» **What to produce**: Please reproduce every one of the rows below word for word.

▽

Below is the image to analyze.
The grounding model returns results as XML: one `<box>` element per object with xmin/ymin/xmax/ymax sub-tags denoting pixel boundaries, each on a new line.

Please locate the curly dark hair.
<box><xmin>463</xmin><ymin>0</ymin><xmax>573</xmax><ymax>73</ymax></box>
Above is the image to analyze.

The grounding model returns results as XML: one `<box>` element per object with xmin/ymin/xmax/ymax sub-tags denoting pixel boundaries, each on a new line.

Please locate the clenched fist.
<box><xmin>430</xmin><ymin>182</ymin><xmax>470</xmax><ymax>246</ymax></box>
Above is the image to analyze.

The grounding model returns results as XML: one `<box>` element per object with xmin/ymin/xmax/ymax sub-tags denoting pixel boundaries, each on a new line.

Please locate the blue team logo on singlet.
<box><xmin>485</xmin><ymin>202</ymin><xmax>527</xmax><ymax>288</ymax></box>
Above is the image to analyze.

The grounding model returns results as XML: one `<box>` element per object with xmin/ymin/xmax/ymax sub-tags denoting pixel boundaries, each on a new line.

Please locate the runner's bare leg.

△

» **Written response**:
Below is the image to analyze.
The grounding model returns results as XML: one `<box>` element per object with xmin/ymin/xmax/ymax sub-tags denoting pixel boundaries, each on a new line.

Please locate the curly dark hair.
<box><xmin>463</xmin><ymin>0</ymin><xmax>573</xmax><ymax>73</ymax></box>
Above is the image to analyze.

The grounding model returns results as XML: one `<box>` element per object with xmin/ymin/xmax/ymax sub-tags denoting pixel boundaries, each on a new line.

Please locate the clenched fist.
<box><xmin>430</xmin><ymin>182</ymin><xmax>470</xmax><ymax>246</ymax></box>
Above is the image to analyze.

The grounding model returns results as XML: one `<box>` element per object with xmin/ymin/xmax/ymax sub-tags denoting pixel boundaries, each on a new line.

Please locate the blue team logo on singlet.
<box><xmin>485</xmin><ymin>202</ymin><xmax>527</xmax><ymax>288</ymax></box>
Above is the image to analyze.

The grounding model returns results as XML: one `<box>` element per object with xmin/ymin/xmax/ymax sub-tags denoting pixel boundaries, each on a new line.

Please locate the runner's bare leg.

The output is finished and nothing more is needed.